## BACAAN YANG DIBERIKAN
--
Ibu Kota Negara Harapan Baru Sektor Pertanian di Kaltim

- Kamis, 17 Juni 2021 | 11:26 WIB

Oleh:

M Hidayanto

Peneliti & Pemerhati Pertanian Kaltim

 

Presiden Joko Widodo telah menetapkan kawasan di Kalimantan Timur (Kaltim) sebagai calon ibu kota negara (IKN) baru, yaitu Kabupaten Kutai Kartanegara dan Kabupaten Penajam Paser Utara. Terpilihnya Kaltim sebagai IKN yang mempunyai luas wilayah sekitar 129 ribu kilometer persegi, dan pada 2020 berpenduduk  lebih dari 3,7 juta jiwa ini tentu mempunyai nilai lebih jika dibandingkan dengan calon IKN lain.

Nilai lebih tersebut tentu sesuai dengan kriteria yang telah ditetapkan, antara lain: (a) lokasi strategis, yaitu secara geografis berada di tengah wilayah Indonesia, (b) tersedia lahan luas milik pemerintah/BUMN Perkebunan, (c) lahan bebas bencana gempa bumi, gunung berapi, tsunami, banjir, erosi, serta kebakaran hutan dan lahan gambut, (d) tersedia sumber daya air yang cukup dan bebas pencemaran lingkungan, (e) dekat dengan kota existing yang sudah berkembang untuk efisiensi investasi awal infrastruktur [bandara udara, pelabuhan laut tingkat layanan air minum, sanitasi, listrik, dan jaringan komunikasi yang memadai], (f) potensi konflik sosial rendah dan memiliki budaya terbuka terhadap pendatang, serta memiliki dampak negatif minimal terhadap komunitas lokal, dan (g) memenuhi parameter pertahanan dan keamanan.

Namun demikian, selain mempunyai nilai lebih tersebut, ada beberapa kelemahan terutama yang terkait isu kesiapan daerah dalam menyediakan bahan pangan yang cukup. Kondisi tersebut tidak berlebihan dan menjadi keniscayaan, karena dengan bertambahnya jumlah penduduk akibat datangnya ASN dan keluarganya, tentu akan diikuti dengan bertambahnya kebutuhan pasokan bahan pangan yang semakin meningkat, baik dari segi kuantitas, kualitas maupun kontinuitasnya.
--
(Catatan koordinat beranotasi)
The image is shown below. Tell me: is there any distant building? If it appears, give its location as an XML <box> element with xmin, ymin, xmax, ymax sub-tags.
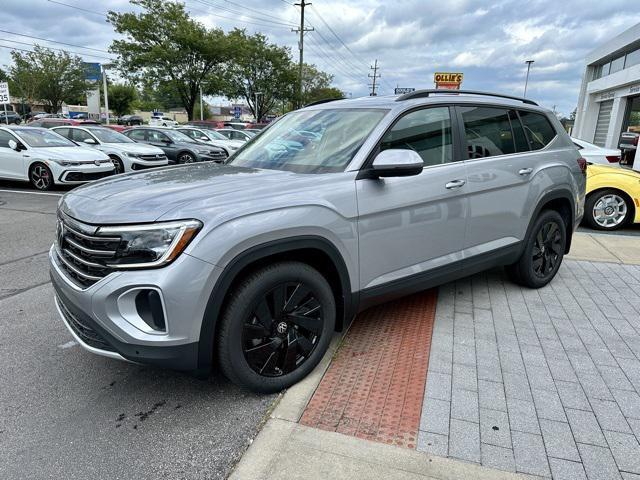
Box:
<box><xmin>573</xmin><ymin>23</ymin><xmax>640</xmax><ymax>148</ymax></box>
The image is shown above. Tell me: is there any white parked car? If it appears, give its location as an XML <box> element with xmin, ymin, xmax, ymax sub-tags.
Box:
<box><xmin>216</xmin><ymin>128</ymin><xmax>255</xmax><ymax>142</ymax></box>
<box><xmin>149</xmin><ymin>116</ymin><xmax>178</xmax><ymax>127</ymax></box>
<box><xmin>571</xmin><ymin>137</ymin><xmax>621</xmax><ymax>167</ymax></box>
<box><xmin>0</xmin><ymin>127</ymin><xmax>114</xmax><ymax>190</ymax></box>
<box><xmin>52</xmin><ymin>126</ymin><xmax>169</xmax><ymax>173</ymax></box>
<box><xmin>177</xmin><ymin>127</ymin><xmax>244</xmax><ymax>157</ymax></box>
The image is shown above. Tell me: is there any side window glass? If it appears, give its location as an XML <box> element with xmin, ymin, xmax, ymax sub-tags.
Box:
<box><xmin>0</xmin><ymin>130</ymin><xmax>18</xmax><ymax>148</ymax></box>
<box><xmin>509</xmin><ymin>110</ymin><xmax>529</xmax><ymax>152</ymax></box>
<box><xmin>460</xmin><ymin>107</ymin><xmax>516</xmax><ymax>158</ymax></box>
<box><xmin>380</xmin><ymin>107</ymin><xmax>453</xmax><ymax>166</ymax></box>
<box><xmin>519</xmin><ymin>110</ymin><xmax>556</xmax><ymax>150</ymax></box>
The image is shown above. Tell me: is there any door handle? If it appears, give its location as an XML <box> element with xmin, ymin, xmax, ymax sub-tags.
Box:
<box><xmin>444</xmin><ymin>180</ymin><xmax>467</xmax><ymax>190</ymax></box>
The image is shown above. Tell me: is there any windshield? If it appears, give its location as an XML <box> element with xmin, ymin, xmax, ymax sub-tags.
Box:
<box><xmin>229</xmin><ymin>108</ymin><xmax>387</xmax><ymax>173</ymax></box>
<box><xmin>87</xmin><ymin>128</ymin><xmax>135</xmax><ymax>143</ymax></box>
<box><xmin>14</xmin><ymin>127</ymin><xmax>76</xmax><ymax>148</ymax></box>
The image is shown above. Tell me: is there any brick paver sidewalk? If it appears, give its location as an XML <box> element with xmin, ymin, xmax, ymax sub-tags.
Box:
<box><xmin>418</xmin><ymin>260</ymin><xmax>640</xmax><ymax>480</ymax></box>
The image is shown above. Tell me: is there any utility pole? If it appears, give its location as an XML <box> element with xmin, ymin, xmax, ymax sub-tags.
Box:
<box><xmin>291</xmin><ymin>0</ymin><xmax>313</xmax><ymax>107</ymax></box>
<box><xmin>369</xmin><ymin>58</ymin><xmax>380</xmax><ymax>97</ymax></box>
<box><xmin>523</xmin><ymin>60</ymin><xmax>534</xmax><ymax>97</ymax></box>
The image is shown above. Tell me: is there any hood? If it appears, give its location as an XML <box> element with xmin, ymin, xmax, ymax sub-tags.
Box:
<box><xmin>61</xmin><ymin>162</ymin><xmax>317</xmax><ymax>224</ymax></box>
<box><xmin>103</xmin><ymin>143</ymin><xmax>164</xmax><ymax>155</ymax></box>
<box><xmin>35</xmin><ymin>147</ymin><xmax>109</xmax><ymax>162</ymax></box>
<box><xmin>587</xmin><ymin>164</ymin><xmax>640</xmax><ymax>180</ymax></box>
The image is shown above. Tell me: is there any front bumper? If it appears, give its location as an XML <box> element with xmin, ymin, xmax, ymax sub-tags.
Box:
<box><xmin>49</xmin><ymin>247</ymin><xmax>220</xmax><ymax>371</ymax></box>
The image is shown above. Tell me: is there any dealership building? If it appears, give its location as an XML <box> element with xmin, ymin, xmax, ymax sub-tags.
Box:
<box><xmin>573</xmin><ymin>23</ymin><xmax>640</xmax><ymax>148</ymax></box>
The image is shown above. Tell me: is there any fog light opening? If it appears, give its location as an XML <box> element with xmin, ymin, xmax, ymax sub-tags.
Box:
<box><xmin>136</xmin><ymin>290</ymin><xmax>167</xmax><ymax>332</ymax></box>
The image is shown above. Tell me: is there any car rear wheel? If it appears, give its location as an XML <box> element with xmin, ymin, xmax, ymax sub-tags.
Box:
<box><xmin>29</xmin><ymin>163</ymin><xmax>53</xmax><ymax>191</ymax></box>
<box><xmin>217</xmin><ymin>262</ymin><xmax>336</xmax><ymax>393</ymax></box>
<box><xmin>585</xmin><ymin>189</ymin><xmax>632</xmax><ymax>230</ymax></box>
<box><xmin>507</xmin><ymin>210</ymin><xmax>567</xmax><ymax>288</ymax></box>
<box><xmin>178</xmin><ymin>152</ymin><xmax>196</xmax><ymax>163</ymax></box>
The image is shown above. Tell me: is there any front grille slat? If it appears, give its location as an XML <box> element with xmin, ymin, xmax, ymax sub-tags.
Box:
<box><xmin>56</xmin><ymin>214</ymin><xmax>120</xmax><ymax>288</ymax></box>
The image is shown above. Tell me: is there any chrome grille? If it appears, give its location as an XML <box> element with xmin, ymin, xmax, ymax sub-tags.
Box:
--
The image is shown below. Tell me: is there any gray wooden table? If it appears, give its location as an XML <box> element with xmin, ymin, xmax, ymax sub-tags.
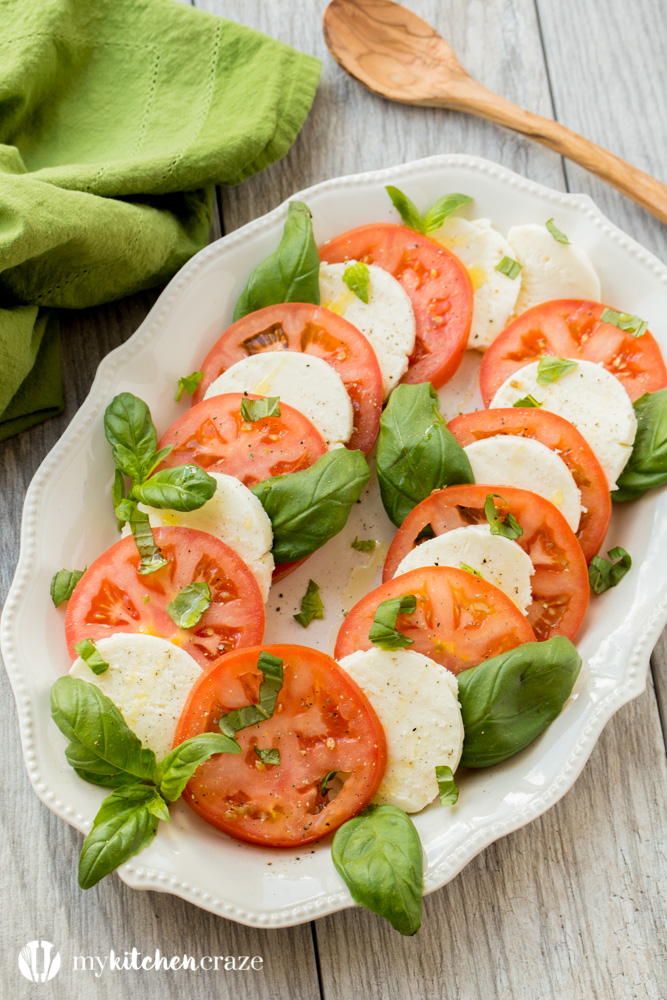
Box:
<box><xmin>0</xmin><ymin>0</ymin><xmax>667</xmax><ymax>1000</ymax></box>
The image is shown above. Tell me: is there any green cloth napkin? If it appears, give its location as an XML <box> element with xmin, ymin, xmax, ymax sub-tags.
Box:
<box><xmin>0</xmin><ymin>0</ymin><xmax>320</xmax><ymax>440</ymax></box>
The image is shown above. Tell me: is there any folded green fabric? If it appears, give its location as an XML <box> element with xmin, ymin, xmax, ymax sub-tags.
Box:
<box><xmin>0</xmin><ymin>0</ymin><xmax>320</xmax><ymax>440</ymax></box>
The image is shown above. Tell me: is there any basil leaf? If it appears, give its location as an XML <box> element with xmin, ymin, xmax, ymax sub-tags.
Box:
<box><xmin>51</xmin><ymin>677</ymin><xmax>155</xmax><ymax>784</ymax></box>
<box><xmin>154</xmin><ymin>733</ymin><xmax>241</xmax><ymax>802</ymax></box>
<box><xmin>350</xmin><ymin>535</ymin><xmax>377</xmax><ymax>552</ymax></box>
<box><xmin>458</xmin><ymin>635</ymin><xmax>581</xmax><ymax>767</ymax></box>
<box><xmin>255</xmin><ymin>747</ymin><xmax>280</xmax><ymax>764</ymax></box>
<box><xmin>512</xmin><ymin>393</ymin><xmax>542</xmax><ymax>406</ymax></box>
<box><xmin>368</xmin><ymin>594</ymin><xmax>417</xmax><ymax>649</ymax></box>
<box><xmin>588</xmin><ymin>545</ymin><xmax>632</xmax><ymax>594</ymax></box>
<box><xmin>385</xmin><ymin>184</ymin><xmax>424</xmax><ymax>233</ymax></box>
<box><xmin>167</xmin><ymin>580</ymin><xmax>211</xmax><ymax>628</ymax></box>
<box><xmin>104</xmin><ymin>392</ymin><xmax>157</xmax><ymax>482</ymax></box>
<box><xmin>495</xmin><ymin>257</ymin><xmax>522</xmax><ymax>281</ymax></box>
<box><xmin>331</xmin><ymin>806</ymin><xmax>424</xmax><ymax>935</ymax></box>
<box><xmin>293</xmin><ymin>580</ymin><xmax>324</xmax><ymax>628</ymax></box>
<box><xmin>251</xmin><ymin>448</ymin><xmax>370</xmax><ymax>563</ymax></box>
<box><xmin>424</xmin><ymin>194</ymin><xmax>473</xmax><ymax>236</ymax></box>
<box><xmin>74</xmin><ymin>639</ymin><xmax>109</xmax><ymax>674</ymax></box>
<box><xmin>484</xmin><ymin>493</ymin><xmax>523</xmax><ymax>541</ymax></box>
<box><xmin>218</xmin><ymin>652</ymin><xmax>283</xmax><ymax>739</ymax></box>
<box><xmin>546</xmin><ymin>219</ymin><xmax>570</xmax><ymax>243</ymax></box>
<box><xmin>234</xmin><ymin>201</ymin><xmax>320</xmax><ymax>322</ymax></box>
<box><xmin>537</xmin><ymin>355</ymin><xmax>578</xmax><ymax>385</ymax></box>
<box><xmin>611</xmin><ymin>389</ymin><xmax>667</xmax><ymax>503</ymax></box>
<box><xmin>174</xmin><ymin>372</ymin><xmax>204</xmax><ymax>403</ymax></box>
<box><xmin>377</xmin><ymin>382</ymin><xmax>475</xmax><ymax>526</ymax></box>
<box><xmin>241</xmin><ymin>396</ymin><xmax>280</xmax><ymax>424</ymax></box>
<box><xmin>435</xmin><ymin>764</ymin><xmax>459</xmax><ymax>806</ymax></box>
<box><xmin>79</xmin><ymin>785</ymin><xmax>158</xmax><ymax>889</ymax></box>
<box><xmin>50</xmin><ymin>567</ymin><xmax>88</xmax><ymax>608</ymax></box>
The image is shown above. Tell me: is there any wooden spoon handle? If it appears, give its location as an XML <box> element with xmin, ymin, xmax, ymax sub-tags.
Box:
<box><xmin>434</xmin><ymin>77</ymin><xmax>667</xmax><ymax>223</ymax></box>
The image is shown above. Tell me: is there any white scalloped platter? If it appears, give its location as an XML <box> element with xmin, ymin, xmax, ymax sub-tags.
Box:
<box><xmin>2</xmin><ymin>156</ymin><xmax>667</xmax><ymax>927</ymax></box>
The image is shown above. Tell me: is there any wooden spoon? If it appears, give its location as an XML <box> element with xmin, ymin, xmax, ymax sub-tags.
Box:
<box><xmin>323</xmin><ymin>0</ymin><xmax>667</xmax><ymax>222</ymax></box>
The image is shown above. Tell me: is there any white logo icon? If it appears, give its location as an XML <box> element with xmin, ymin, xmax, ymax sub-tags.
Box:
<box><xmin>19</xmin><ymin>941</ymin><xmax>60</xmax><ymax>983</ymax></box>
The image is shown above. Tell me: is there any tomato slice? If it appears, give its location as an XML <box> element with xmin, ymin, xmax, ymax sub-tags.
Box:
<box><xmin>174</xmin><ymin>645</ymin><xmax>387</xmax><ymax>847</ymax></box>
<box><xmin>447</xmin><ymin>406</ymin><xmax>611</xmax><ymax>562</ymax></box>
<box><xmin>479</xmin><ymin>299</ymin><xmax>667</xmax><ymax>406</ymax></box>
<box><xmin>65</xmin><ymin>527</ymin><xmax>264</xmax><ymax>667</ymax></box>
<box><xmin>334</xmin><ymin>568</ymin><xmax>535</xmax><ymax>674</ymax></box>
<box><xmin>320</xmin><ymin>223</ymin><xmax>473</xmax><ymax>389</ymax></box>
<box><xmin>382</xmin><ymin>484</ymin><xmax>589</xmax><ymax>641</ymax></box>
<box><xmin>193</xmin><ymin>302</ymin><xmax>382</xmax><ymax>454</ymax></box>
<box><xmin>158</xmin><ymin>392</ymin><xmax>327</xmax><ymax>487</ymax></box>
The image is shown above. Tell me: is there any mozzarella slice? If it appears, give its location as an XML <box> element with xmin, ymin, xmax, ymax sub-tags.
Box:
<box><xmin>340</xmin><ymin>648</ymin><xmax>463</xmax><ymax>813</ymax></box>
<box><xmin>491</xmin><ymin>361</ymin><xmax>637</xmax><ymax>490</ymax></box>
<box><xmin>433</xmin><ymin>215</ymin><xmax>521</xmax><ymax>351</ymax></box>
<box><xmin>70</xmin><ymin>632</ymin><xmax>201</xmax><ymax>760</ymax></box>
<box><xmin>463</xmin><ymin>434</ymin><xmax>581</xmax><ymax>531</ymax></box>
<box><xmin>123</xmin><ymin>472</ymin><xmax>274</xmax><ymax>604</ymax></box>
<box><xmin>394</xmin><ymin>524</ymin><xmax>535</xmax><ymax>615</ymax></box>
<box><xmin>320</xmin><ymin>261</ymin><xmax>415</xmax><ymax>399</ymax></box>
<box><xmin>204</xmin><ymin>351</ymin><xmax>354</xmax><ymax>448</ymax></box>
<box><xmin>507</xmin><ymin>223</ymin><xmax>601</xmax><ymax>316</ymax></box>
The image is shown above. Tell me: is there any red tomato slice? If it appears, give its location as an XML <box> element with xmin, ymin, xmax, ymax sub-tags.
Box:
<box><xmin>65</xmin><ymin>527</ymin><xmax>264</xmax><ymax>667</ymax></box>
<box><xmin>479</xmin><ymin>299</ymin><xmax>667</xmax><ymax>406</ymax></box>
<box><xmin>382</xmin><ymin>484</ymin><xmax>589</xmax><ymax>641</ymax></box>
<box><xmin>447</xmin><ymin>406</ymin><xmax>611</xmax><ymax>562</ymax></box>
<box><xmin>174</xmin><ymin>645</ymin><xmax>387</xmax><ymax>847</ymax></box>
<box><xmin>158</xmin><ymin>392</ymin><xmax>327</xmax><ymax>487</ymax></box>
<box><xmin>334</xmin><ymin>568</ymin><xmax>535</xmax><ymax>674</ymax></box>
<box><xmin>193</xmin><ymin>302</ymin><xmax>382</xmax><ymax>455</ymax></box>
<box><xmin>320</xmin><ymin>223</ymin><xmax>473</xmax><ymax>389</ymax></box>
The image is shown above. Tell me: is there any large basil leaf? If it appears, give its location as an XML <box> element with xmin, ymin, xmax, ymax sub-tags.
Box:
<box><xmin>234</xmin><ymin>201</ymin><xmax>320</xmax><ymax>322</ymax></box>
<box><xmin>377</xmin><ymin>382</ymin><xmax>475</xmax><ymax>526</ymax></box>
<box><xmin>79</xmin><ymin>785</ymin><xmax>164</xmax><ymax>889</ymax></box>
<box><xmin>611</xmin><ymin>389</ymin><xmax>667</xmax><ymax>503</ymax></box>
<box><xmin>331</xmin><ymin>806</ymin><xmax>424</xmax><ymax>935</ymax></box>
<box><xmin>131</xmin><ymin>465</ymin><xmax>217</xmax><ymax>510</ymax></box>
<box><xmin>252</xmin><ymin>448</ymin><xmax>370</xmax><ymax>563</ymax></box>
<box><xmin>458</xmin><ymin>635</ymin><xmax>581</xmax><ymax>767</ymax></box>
--
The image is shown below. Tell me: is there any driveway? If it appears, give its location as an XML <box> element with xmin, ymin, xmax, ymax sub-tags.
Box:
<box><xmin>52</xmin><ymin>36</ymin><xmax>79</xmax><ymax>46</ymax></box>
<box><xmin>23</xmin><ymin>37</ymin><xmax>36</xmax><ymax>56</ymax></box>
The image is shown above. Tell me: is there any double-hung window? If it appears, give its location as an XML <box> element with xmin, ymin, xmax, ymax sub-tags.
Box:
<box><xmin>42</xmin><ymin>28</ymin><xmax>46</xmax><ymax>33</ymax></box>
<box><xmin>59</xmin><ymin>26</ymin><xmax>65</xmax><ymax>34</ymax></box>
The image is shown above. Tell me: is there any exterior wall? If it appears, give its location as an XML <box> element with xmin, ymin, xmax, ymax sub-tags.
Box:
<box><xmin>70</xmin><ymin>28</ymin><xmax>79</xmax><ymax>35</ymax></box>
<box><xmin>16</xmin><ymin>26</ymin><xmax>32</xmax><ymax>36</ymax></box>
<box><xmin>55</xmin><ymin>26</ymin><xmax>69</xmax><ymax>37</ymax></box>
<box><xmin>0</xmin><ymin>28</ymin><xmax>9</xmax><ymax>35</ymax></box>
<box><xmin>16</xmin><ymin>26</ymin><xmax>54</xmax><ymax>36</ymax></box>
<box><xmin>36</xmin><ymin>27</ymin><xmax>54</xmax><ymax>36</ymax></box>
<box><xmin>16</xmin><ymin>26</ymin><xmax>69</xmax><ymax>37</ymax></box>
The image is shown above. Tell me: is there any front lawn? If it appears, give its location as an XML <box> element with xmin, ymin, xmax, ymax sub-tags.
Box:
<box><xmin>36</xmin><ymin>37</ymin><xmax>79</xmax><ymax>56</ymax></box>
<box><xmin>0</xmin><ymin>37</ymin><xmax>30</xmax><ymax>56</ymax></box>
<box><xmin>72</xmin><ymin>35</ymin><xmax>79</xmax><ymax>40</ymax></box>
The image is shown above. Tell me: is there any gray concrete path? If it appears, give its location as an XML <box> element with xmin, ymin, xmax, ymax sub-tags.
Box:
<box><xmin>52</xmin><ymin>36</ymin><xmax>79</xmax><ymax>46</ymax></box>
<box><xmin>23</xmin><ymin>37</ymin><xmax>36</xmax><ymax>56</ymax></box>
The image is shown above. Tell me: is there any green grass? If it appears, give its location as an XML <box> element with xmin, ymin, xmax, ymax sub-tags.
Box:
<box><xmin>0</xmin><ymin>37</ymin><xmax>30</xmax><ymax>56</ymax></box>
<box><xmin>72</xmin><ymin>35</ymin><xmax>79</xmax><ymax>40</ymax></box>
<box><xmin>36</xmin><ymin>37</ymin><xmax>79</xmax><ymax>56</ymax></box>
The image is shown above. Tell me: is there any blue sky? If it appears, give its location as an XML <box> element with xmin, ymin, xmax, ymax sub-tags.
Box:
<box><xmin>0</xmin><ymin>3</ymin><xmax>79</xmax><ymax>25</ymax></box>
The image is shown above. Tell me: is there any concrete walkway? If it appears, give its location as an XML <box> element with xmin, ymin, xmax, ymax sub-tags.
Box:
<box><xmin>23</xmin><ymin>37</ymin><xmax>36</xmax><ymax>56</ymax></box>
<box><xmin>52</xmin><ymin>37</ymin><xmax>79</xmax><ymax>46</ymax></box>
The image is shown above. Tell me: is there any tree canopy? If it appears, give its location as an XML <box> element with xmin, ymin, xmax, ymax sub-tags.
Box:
--
## RINCIAN LATIHAN
Jawab pertanyaan berikut berdasarkan artikel tentang calon ibu kota negara di Kaltim di atas.
1. Dua kabupaten mana yang ditetapkan sebagai kawasan calon IKN?
2. Berapa jumlah penduduk Kaltim pada 2020?
3. Kelemahan apa yang terutama disebutkan terkait kesiapan daerah?

## JAWABAN SOAL
1. Kabupaten Kutai Kartanegara dan Kabupaten Penajam Paser Utara.
2. Lebih dari 3,7 juta jiwa.
3. Kesiapan daerah dalam menyediakan bahan pangan yang cukup.